Etceteras
- Lucas Liberato
- 25 de mai.
- 4 min de leitura
Escrito ao som dessa playlist.
Hoje, quando acordei, senti o travesseiro frio junto ao meu rosto.
No quarto em penumbra, um perfume suave de conforto. O som do ventilador de teto, acordo com o pensamento limpo como o papel diante do poema.
Coloquei minha mesa de costas para a janela. A luz me abraça suave — mais intensa pela manhã, mais delicada à tarde. O Sol tem essa fortuna de fazer as coisas parecerem cheias de boas notícias, não tem?
Imagino que continuar, apesar de tudo, é mesmo necessário. E essa continuidade é uma escolha que insiste em se refazer, dia após dia.
Domingo é o dia oficial do “me deixa ser feia!”, e eu abraço meu direito de estar um bagaço.
Tenho andado em alta velocidade. Tanta coisa acontecendo, que por vezes perco o senso de direção.
Percebo que a vida não tem quinas. Ela persevera nas beiradas das coisas, é importante não deixar que se façam poças de vida parada.
Por que é que eu venho aqui falar contigo? Porque domingo dá um negócio, né?
Tem outro lugar, outro domingo da sua história, em que o Sol também estava assim — iluminando uma outra versão de você, quando as coisas eram muito diferentes?
Aprendi uma forma de ser eu mesmo que é mais gentil comigo — e mais honesta com o que proponho ser.

- [EXPLORE O MATERIAL]
1. Transcreva todas as frases do texto que terminam com ponto de interrogação.
2. Reproduza o trecho do texto que vai de "Tem outro lugar, outro" até "eram muito diferentes?".

- [INFORMAÇÕES FORNECIDAS]
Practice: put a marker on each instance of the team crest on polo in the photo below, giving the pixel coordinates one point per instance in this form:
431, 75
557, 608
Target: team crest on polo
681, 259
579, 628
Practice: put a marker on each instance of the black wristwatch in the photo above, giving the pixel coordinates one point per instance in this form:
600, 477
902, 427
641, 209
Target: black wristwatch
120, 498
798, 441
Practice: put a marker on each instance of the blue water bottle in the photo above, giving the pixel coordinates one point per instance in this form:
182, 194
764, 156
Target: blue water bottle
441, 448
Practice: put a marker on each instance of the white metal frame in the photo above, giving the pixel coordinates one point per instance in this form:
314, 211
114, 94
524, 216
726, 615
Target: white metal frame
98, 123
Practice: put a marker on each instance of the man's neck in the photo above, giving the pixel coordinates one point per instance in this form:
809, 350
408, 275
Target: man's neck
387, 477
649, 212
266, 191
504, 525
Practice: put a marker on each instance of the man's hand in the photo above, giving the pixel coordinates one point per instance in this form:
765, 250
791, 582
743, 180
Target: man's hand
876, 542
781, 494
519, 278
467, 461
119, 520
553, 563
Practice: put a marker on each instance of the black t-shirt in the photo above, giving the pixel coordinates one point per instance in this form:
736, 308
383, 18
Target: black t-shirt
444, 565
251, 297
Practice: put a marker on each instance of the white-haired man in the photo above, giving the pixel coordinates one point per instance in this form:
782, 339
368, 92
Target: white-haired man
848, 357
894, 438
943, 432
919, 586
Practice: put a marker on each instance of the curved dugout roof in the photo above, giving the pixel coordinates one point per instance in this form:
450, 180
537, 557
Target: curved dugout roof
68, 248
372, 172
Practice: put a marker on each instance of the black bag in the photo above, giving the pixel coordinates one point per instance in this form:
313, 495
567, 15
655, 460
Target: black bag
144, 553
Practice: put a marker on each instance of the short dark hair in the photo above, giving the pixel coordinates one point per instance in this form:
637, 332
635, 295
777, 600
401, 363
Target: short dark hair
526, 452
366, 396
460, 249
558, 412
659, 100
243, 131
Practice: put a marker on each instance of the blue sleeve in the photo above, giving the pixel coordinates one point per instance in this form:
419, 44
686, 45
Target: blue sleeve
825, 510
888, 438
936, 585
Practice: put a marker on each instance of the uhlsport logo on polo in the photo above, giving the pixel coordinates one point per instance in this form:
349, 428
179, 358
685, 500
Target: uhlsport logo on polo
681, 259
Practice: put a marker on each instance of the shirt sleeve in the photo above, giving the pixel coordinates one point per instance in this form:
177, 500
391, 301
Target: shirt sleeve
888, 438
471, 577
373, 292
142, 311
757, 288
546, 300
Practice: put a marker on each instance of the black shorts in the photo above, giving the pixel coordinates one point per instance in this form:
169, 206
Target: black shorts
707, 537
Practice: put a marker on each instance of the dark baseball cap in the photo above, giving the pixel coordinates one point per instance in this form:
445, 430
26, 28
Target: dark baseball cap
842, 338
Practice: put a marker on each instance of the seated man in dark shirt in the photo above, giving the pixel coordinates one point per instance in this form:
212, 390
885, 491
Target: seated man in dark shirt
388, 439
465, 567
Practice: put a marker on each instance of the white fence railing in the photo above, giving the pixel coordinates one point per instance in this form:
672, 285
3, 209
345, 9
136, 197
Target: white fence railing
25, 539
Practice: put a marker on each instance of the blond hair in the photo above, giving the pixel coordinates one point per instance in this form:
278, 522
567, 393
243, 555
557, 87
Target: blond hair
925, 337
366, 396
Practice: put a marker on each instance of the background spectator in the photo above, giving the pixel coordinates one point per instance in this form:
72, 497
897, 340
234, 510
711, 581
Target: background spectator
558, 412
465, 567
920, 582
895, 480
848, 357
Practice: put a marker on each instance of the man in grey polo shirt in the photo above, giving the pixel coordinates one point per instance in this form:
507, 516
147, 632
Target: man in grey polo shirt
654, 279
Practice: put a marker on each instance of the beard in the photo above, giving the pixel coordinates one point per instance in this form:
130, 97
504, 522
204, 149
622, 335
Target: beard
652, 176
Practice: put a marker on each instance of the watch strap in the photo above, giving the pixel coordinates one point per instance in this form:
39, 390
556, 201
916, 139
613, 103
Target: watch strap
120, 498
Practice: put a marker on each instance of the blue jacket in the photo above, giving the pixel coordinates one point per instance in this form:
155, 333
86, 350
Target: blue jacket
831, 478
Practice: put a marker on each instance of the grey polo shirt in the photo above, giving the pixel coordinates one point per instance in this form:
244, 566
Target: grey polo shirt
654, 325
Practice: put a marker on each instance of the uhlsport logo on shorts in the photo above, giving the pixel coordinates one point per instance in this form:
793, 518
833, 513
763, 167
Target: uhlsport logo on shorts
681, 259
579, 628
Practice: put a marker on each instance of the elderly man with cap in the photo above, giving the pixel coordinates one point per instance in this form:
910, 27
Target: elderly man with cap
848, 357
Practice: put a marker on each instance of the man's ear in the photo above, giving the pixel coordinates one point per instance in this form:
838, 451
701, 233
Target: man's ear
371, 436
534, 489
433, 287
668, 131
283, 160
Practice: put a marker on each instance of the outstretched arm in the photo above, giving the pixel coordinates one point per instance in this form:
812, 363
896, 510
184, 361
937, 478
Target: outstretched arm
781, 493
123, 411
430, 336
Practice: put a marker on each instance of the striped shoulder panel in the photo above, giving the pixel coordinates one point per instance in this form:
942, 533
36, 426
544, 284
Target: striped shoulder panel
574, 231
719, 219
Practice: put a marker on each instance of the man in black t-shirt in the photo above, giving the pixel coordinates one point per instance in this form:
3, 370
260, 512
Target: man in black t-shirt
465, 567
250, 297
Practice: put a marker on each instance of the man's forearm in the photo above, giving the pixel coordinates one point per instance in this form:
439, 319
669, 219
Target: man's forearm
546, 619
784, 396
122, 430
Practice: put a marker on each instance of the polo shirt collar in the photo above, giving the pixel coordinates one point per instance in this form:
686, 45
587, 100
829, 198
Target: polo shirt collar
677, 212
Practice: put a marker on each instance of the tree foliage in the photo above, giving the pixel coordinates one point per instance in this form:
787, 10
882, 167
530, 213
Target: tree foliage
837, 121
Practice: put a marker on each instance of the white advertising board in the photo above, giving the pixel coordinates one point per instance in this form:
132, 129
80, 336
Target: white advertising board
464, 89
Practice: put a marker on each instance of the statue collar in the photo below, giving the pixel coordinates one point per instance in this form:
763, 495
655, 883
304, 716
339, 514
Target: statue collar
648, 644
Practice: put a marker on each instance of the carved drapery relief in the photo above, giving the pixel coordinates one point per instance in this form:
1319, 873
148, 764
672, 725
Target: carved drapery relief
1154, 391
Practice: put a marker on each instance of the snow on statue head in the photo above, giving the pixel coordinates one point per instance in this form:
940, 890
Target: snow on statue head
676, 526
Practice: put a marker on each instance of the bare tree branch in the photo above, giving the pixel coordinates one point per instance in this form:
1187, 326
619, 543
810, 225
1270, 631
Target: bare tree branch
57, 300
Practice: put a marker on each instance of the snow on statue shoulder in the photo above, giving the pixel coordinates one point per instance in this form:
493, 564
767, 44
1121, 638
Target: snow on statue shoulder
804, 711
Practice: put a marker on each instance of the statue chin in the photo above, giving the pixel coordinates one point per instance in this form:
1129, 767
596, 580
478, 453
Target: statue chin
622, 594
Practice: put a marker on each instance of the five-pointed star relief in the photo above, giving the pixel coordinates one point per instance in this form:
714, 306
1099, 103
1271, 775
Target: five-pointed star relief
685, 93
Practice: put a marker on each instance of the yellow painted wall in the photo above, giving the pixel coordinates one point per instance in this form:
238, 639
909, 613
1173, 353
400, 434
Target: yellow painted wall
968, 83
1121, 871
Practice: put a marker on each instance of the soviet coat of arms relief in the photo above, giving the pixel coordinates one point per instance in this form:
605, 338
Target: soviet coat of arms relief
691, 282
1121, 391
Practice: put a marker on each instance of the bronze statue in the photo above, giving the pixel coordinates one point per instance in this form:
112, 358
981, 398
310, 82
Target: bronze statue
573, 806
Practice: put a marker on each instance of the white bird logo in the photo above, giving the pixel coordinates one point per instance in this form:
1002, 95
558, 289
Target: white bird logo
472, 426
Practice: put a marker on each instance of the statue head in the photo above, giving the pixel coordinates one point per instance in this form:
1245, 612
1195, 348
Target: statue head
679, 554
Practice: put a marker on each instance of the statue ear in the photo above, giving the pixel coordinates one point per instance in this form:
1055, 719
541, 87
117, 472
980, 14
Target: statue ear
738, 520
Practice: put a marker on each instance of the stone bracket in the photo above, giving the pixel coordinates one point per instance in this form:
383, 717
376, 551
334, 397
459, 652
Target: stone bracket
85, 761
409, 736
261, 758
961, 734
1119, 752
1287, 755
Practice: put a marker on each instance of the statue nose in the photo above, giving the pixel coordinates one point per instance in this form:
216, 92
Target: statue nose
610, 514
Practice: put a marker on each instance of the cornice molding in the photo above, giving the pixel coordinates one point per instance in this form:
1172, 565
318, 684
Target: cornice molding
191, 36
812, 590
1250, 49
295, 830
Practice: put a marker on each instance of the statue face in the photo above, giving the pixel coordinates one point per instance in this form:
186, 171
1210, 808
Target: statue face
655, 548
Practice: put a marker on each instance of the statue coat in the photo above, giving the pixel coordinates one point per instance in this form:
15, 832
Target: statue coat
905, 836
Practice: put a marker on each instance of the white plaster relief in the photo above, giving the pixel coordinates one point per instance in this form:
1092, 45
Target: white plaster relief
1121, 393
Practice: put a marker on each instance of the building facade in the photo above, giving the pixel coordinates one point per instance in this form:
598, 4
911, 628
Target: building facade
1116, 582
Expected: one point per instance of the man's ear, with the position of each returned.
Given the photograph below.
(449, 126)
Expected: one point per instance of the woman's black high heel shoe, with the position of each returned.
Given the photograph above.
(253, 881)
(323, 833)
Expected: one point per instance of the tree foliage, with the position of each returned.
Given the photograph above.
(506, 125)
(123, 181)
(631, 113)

- [RESPOSTAS DO EXERCÍCIO]
1.
- O Sol tem essa fortuna de fazer as coisas parecerem cheias de boas notícias, não tem?
- Por que é que eu venho aqui falar contigo?
- Porque domingo dá um negócio, né?
- Tem outro lugar, outro domingo da sua história, em que o Sol também estava assim — iluminando uma outra versão de você, quando as coisas eram muito diferentes?

2.
Tem outro lugar, outro domingo da sua história, em que o Sol também estava assim — iluminando uma outra versão de você, quando as coisas eram muito diferentes?